- **本文**
==================================================

そらはいつでもそこにあるのに。(後編)
古い、鉄製の扉は、静かに開けてもぎぃ。。。と鈍い音を立てる。
キッチンへの扉が開いて、無言の彼が入ってきた。
顔を赤黒く、瞳孔が開いている。
『おかえり』を言おうとしたが、何も言えなくなる程の恐怖を感じた。
怒り、呆れ、蔑み、哀れみ。
様々な感情が交じり合った表情。
それでも負けじと話しかけようとした私に、
彼は勢いよく近付いてきた。
『お前。。。自分が何やったかわかってんのか。。。?』
引きつった顔で、私の首をそこそこ強く絞めながら、彼は問う。
答えようにも答えられないほどの力。
暫く見つめ合っていたが、苦しくて涙が出てきた。
おもむろに私を畳の部屋へ突き飛ばすと、荷物をまとめ始めた。
『お前、今すぐ出てけ。』
頭が真っ白だった。
そりゃ、悪いのは私だ。
人の携帯勝手に見て、勝手に元カノに連絡取って、
私が仮に逆の事されたってそりゃキレると思う。
でもそんな私にしたのは誰?
貴方しか居ないようにさせたのは、紛れも無い貴方のせい。
彼女とだって、何話したか聞いたの?聞いてくれないの?
私は自分が幸せだとか自慢したわけじゃない。
むしろ謝罪して、余計なお世話だけど今後の貴方を心配して、
そして私はこの世界から消える予定だった。。。!
。。。こんなことになると思わなかった。
彼はどんどん私の荷物をまとめている。
服も、漫画も、日用品も何もかも。
これを片付けられたら、私はここに居られなくなってしまう。
必死で彼の手を止めようとしたが、何度も力強く振り払われてしまった。
まとめた荷物が入っている紙袋を、またひっくり返したりもした。
『そうゆうことするなら、いらないとみなして全部捨てるよ?』
行動でどうにかしてもダメだと思った。
片付けている彼に、私は泣いてすがった。
そして、蹴られたり跳ね飛ばされたりしても、
何度も号泣しながら土下座した。
『本当にごめんなさい!
でも詳しく聞かないで、一方的に終わらせようとしないで!!
お願いだから私の話を聞いてください!!』
みっともなくてもいい。
許されなくて良い。
大声で泣きながら話して苦情が来ても謝ればいい。
あんなに毎晩語り合った、彼ならきっと話を聞いてくれる。
ここで引き下がったら絶対後悔する。
本当に欲しい、大事な人を、努力せず自分から手放すなんて出来ない。
淡々と部屋に荷物がまとめられ、大分片付いた頃。
彼も少し冷静になったようで、私の前でしゃがみこんでくれた。
ぽつぽつと語る私を、彼は静かに怒りを蓄えた眼で真っ直ぐ見ていた。
泣くのをこらえながら、震えながら、
まず彼女と話した内容を細かく伝えた。
何だったら今すぐでも後日でも、彼女に確認してもらってもかまわないと言った。
それから、最近の自分の心境、こうなった経緯、
様々な謝罪、そしてこれから自分の悪いところを正すから、
まだ一緒に居て欲しいと懇願した。

==================================================

- **求められること**
本文について、次の問いに答えてください。
1. 「私」が彼の携帯を勝手に見たあとにしたこととして、本文は何を挙げていますか。
2. 彼がまとめた「私」の荷物として、本文に挙げられているものは何ですか。
3. 「私」は最後に、彼に何を懇願しましたか。

- **データ**
==================================================

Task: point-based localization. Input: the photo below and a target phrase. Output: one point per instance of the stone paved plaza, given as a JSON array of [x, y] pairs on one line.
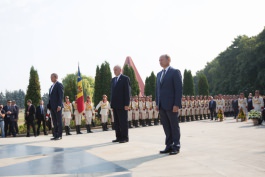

==================================================

- **完成した解答**
1. 勝手に元カノに連絡を取りました。
2. 服、漫画、日用品です。
3. まだ一緒に居てほしいと懇願しました。